**TASK STATEMENT:** Print the listing as it stands, omitting all images.

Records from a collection
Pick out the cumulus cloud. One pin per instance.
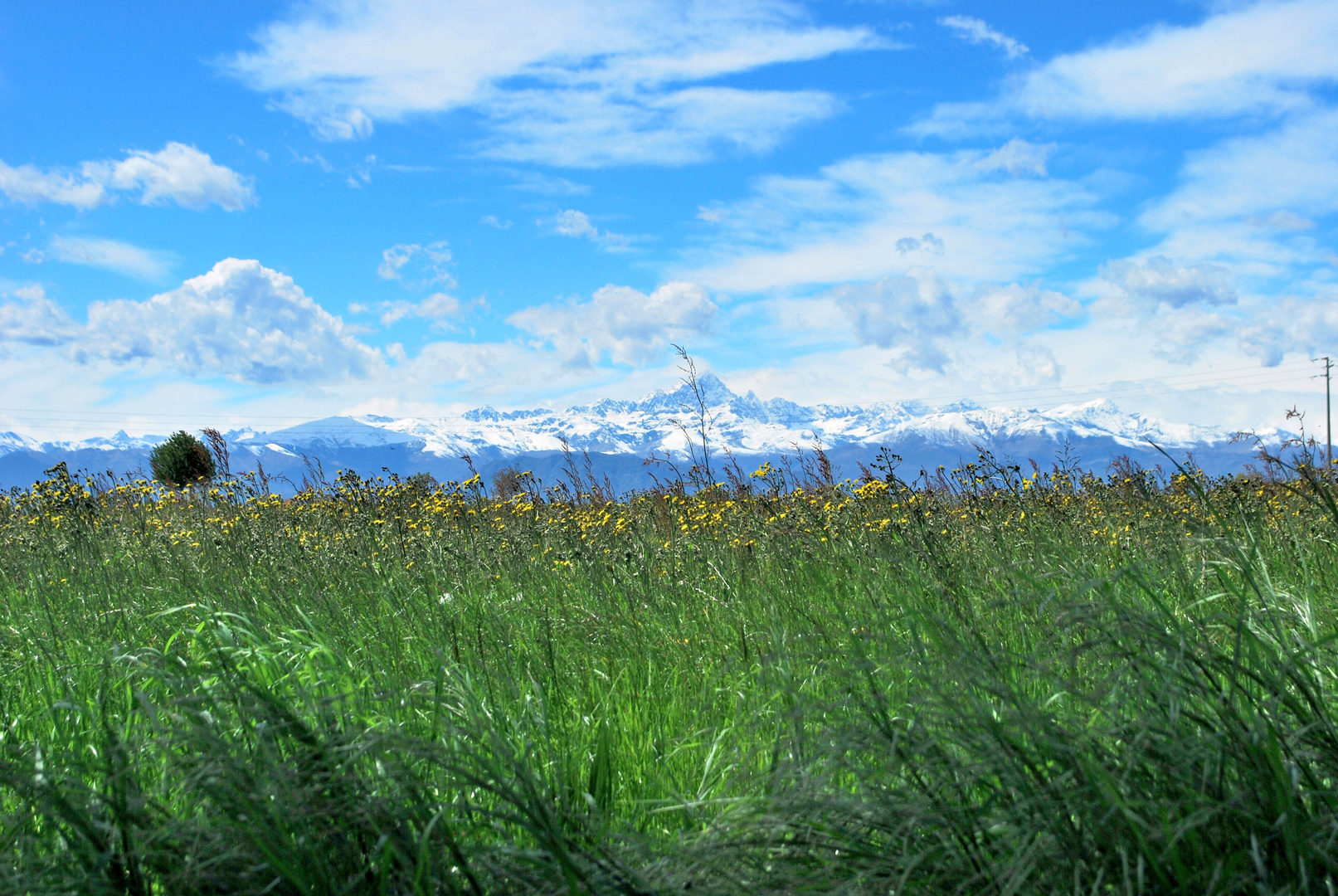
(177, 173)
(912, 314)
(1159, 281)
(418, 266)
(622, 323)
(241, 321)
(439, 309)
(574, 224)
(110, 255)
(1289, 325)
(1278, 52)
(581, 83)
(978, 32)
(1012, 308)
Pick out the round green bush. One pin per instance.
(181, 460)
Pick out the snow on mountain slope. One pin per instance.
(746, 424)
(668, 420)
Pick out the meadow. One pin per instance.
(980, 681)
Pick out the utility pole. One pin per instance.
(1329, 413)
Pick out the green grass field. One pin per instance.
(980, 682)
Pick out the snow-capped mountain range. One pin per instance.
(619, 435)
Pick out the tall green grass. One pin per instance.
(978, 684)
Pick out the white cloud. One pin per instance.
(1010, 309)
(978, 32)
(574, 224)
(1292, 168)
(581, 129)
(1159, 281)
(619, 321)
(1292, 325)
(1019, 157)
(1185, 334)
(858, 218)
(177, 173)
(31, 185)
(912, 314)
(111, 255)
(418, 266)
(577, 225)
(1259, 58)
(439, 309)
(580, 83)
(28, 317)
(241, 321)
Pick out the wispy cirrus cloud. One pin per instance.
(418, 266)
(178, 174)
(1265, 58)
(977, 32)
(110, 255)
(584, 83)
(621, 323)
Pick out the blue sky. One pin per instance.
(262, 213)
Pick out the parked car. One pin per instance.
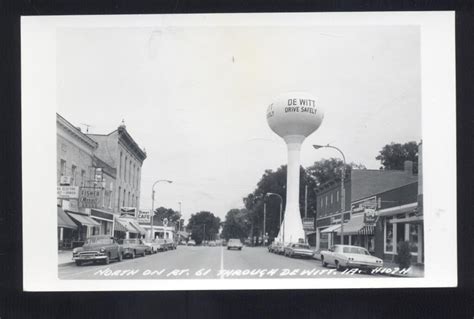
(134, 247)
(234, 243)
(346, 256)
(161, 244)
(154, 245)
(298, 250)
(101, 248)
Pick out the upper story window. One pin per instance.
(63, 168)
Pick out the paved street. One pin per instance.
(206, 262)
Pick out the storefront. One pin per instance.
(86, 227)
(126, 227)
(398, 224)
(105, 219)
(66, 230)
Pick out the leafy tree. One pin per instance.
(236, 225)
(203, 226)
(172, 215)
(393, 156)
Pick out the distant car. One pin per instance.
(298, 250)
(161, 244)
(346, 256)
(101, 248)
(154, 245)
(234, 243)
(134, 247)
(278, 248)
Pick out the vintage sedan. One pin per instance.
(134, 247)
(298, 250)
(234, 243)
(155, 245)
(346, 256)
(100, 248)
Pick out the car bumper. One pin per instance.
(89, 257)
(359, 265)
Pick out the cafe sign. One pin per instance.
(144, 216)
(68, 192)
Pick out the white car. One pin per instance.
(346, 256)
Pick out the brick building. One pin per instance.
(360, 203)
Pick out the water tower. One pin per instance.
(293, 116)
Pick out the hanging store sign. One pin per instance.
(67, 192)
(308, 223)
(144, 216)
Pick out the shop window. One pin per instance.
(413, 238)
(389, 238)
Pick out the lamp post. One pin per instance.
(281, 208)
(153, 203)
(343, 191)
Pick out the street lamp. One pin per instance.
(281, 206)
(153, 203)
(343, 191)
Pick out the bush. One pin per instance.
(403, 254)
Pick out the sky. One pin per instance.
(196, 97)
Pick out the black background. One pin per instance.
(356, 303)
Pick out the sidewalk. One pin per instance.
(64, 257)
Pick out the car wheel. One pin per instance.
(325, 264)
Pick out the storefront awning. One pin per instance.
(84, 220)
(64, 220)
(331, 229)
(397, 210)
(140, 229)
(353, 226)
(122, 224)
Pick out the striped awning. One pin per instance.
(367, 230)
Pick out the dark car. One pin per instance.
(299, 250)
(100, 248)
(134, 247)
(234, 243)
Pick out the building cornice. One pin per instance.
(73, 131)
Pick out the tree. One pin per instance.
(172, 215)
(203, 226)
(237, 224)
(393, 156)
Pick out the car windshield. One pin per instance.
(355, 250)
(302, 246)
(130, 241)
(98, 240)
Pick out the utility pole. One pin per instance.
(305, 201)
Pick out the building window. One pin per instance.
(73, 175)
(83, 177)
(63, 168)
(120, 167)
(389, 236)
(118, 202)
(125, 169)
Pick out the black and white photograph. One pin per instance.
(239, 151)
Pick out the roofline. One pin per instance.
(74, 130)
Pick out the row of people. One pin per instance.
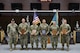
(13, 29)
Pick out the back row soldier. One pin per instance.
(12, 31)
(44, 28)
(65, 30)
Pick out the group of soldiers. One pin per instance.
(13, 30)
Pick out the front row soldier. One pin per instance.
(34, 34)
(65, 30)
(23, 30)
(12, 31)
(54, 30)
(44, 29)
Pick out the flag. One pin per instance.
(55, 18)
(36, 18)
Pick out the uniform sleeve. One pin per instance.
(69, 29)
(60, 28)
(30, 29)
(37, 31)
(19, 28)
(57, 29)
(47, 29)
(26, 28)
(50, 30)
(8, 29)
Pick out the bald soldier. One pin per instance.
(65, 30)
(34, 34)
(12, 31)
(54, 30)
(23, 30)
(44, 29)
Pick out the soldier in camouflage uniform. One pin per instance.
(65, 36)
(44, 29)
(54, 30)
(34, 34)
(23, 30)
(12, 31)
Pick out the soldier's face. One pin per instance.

**RESPONSE FOR THIS EXERCISE:**
Pick out the cumulus cloud. One pin per instance.
(177, 173)
(912, 314)
(1159, 281)
(418, 266)
(622, 323)
(241, 321)
(439, 309)
(574, 224)
(110, 255)
(1289, 325)
(1278, 52)
(581, 83)
(978, 32)
(1012, 308)
Pick out the round green bush. One pin per instance.
(181, 460)
Pick out the snow on mountain slope. One pin per instance.
(746, 424)
(668, 420)
Pick out the meadow. One pin per instance.
(980, 681)
Pick out the utility pole. One pin per instance.
(1329, 413)
Pick out the green grass field. One pin per instance.
(980, 682)
Pick out the snow-capped mountain range. One pin per instance.
(619, 435)
Pick out the tall green grass. One pin per instance.
(978, 684)
Pick out the white cloud. One pin per instance.
(1010, 309)
(978, 32)
(574, 224)
(1292, 168)
(581, 129)
(1159, 281)
(619, 321)
(1292, 325)
(1019, 157)
(1185, 334)
(858, 218)
(177, 173)
(31, 185)
(912, 314)
(111, 255)
(418, 266)
(577, 225)
(1259, 58)
(439, 309)
(580, 83)
(28, 317)
(241, 321)
Pick out the wispy cirrus cloud. One pin per instance.
(418, 266)
(178, 174)
(1265, 58)
(977, 32)
(110, 255)
(584, 83)
(621, 323)
Pick out the blue sky. One pin per instance.
(262, 213)
Pick out the parked car. One pin per instance.
(134, 247)
(234, 243)
(346, 256)
(161, 244)
(154, 245)
(298, 250)
(101, 248)
Pick out the upper story window. One pin per instance.
(63, 168)
Pick out the paved street. One pin per instance.
(206, 262)
Pick out the storefront. One pin per instance.
(86, 227)
(126, 227)
(398, 224)
(105, 219)
(66, 230)
Pick out the leafy tree. One pin per instance.
(236, 225)
(203, 226)
(172, 215)
(393, 156)
Pick out the distant car. One pin per instance.
(298, 250)
(161, 244)
(346, 256)
(101, 248)
(154, 245)
(234, 243)
(134, 247)
(278, 248)
Pick out the vintage sedan. One pin per instance.
(134, 247)
(298, 250)
(234, 243)
(155, 245)
(346, 256)
(100, 248)
Pick out the car bumper. One pin per instance.
(89, 257)
(359, 265)
Pick out the cafe sign. One pin per instance.
(144, 216)
(68, 192)
Pick out the white car. One pin per instance.
(346, 256)
Pick out the brick building. One pin per instance.
(360, 203)
Pick out the water tower. One pin per instance.
(293, 116)
Pick out the hanging store sign. One pin per instance.
(67, 192)
(308, 223)
(144, 216)
Pick out the shop window. One pin per instance.
(413, 238)
(389, 238)
Pick out the lamp post. One pin per instance.
(281, 208)
(153, 203)
(343, 191)
Pick out the street lamp. One pin per instance.
(281, 206)
(153, 203)
(343, 191)
Pick out the bush. One pin per instance.
(403, 254)
Pick out the sky. One pin per instance.
(196, 97)
Pick out the black background. One pin per instance.
(356, 303)
Pick out the sidewalk. One pin per instance.
(64, 257)
Pick out the car wheel. One pin per instance.
(325, 264)
Pick out the storefront awning. One pin per instance.
(84, 220)
(64, 220)
(331, 229)
(397, 210)
(140, 229)
(353, 226)
(122, 224)
Pick out the striped awning. One pin per instance.
(367, 230)
Pick out the dark car. One pin per instance.
(299, 250)
(100, 248)
(134, 247)
(234, 243)
Pick out the building cornice. One pin per instance.
(73, 131)
Pick out the tree. One pin per instance.
(172, 215)
(203, 226)
(237, 224)
(393, 156)
Pick out the car windshield. One pin per instance.
(355, 250)
(302, 246)
(130, 241)
(98, 240)
Pick out the utility pole. One pin per instance.
(305, 201)
Pick out the building window. One pin per instance.
(73, 175)
(83, 177)
(63, 168)
(120, 167)
(389, 236)
(118, 202)
(125, 169)
Pick out the black and white photograph. One pin per instance.
(239, 151)
Pick out the roofline. One pin per instance.
(74, 130)
Pick out the row of people. One pin per instance.
(13, 29)
Pick out the back row soldier. One pin per instance.
(12, 31)
(44, 28)
(65, 30)
Pick out the group of soldiers. One pin per instance.
(13, 30)
Pick out the front row soldier. One pin per instance.
(34, 34)
(65, 30)
(23, 30)
(12, 31)
(54, 30)
(44, 29)
Pick out the flag. One pin per instance.
(55, 18)
(36, 18)
Pick out the uniform sleeve. One pin per instance.
(69, 29)
(60, 28)
(30, 29)
(37, 31)
(19, 28)
(57, 29)
(47, 29)
(26, 28)
(50, 30)
(8, 29)
Pick out the bald soldier. One pin per instance.
(65, 30)
(34, 34)
(12, 31)
(54, 30)
(23, 30)
(44, 29)
Pick out the soldier in camouflage uniform. One pin per instance.
(65, 36)
(44, 29)
(54, 30)
(34, 34)
(23, 30)
(12, 31)
Pick out the soldier's face. One pin per instance.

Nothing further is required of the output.